We can learn to make hypotheses that will motivate us to improve our lives and thereby heal our hurts. This is the opposite of blaming. When we blame someone for our troubles, we remain stuck in the past and extend the pain. Unfortunately, we are unaware of how much we limit our chances of healing when we blame someone else.

— Dr. Fred Luskin, Forgive for Good, p. 24.

The Eternally Consenting Bridegroom

Saturday, January 13th, 2018

Because God, by nature, is the eternally consenting Bridegroom, there are two things he cannot and will not do:

He will not ever make you marry his Son, because an irresistible grace would violate your consent. Your part will always and forever be by consent.

His consent will never end, because a violent ultimatum would violate your consent. Divine love will always and forever be by consent. Emphasis on forever. “His mercy endures forever” (Psalm 136). “I have loved you with an everlasting love; I have drawn you with unfailing kindness” (Jer. 31:3).

I don’t believe the divine courtship involves wearing you down with his love until you give up. It’s simply that he’ll always love you, with a love that even outlasts and overcomes death (Song of Solomon 8). The Bible at least hints (Rev. 21-22) that the prodigal Father will wait for you, invite you and keep the doors open for you until you’re ready to come home. He’ll wait for you forever.”

— Bradley Jersak, A More Christlike God, p. 126-127.

(Lines of data)

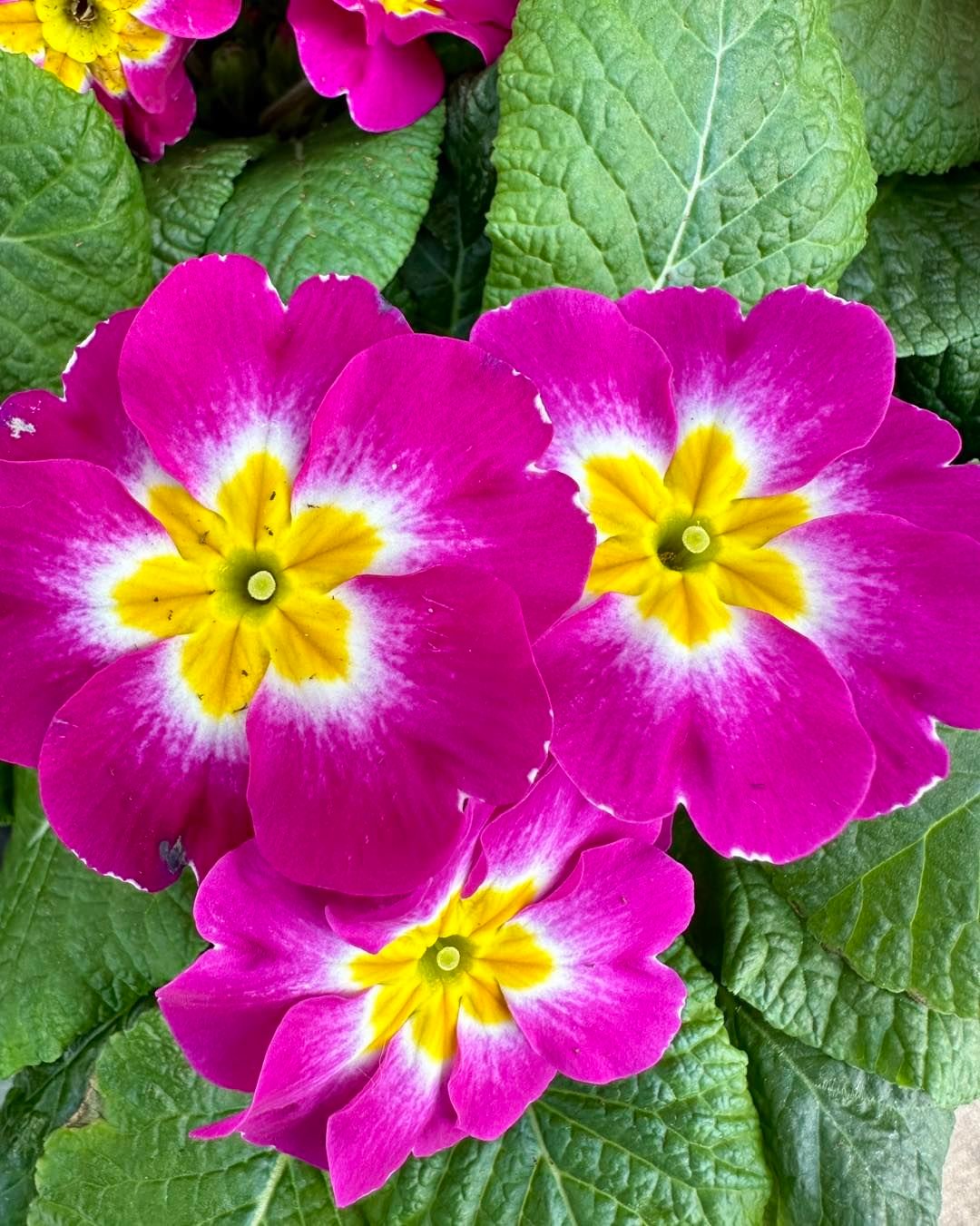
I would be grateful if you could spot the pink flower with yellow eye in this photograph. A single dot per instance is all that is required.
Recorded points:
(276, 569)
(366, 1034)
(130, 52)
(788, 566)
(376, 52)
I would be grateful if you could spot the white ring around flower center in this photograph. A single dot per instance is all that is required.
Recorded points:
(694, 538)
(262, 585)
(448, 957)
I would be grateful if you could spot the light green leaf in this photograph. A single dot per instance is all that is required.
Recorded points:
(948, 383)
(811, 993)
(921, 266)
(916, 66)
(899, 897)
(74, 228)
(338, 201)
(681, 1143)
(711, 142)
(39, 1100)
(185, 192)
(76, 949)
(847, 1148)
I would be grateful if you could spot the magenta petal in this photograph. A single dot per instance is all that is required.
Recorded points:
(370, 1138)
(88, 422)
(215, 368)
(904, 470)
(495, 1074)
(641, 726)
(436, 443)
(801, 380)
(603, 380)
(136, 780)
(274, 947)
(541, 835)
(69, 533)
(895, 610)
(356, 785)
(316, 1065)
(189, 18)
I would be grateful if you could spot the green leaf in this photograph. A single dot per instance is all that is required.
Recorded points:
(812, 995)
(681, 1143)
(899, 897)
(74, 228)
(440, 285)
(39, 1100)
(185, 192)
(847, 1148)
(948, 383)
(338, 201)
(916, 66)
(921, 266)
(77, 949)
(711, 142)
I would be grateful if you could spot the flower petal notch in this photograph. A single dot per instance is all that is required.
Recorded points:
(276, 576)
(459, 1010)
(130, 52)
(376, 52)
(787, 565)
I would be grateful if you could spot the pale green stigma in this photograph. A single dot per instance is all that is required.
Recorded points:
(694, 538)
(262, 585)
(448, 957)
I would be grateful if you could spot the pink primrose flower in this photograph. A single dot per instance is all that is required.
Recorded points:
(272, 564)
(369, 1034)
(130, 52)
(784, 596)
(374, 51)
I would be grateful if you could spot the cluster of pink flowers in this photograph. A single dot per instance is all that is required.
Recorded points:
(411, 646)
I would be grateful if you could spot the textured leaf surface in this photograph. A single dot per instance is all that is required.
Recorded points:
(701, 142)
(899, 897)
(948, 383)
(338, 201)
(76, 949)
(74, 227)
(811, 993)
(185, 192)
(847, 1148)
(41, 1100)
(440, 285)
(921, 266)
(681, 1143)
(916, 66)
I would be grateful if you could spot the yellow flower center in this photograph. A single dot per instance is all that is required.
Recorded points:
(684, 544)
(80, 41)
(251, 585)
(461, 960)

==

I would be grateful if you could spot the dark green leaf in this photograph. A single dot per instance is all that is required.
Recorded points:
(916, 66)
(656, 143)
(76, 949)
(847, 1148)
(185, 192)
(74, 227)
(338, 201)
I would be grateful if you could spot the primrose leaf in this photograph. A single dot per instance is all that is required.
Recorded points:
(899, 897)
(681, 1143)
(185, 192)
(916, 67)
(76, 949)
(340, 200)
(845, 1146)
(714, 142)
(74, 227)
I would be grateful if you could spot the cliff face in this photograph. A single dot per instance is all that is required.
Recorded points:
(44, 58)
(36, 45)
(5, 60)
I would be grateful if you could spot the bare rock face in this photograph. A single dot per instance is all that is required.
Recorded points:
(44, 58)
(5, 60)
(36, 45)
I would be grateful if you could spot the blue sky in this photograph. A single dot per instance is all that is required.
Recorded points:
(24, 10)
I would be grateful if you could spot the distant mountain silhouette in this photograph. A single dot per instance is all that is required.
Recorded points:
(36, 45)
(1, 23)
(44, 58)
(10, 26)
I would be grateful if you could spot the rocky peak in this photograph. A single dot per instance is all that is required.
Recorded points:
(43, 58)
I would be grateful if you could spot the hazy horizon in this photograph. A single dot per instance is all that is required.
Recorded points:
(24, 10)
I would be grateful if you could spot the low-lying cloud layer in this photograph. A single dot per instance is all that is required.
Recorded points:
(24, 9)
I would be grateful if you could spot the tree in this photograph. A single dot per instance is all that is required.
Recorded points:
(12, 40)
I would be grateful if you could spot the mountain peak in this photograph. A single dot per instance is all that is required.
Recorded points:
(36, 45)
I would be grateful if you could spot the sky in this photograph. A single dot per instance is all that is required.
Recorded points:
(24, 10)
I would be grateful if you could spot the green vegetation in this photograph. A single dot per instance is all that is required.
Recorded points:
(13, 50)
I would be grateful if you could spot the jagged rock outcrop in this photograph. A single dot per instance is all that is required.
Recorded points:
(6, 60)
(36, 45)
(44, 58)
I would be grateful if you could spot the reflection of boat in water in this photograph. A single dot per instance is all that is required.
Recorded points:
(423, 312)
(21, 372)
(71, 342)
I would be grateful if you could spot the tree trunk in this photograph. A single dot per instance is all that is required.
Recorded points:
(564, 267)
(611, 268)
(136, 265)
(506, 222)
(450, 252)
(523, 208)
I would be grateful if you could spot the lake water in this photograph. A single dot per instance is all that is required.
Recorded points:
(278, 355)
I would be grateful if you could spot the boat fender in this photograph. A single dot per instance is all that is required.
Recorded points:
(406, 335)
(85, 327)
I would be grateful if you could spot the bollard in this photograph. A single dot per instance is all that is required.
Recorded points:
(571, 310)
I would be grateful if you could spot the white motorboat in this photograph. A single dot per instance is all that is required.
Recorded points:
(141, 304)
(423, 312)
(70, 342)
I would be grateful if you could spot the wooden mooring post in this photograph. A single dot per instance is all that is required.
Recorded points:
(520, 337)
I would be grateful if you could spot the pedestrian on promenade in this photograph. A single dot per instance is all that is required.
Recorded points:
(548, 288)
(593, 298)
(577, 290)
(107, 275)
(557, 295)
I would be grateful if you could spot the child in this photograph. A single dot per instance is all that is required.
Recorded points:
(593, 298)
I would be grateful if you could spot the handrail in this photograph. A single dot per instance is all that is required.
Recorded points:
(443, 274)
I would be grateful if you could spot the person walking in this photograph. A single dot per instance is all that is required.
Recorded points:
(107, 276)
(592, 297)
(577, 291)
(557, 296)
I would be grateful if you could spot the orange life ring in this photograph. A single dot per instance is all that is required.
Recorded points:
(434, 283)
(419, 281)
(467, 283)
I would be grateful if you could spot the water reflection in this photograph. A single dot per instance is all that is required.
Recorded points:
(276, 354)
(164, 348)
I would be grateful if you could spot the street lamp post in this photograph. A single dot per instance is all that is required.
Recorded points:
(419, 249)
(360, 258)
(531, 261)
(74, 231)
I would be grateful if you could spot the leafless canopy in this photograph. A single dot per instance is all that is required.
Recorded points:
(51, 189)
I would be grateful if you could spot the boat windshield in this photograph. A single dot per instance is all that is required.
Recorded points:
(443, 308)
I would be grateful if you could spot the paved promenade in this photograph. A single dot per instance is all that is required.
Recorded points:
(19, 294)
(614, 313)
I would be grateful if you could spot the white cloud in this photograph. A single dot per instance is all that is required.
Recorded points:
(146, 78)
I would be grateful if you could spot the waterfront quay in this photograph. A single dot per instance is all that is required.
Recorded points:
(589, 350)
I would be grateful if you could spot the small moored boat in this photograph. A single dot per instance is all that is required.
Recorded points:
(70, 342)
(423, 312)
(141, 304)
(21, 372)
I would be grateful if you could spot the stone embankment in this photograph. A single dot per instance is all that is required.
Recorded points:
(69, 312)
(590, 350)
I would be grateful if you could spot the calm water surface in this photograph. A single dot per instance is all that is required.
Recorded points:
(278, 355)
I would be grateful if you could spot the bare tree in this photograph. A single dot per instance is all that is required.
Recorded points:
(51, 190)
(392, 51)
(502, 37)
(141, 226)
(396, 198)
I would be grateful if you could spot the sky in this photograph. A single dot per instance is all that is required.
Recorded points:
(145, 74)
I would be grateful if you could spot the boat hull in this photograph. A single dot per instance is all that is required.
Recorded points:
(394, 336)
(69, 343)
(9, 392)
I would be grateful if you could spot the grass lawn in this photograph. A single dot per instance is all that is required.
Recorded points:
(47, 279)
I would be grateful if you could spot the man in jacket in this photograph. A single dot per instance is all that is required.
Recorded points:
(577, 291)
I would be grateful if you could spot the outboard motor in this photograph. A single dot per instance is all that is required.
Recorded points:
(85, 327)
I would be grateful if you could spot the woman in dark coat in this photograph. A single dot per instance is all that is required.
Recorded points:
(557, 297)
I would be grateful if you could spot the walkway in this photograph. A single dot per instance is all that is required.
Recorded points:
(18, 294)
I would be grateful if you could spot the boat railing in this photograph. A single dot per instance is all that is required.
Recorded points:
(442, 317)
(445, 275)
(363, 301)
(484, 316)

**Requirement 1**
List every Bible reference cited in the text shown, as it appears there.
**Requirement 2**
Copy the text shown word for word, from "I don’t believe" to "God, p. 126-127.".

**Task answer 1**
Psalm 136
Jer. 31:3
Song of Solomon 8
Rev. 21-22

**Task answer 2**
I don’t believe the divine courtship involves wearing you down with his love until you give up. It’s simply that he’ll always love you, with a love that even outlasts and overcomes death (Song of Solomon 8). The Bible at least hints (Rev. 21-22) that the prodigal Father will wait for you, invite you and keep the doors open for you until you’re ready to come home. He’ll wait for you forever.”

— Bradley Jersak, A More Christlike God, p. 126-127.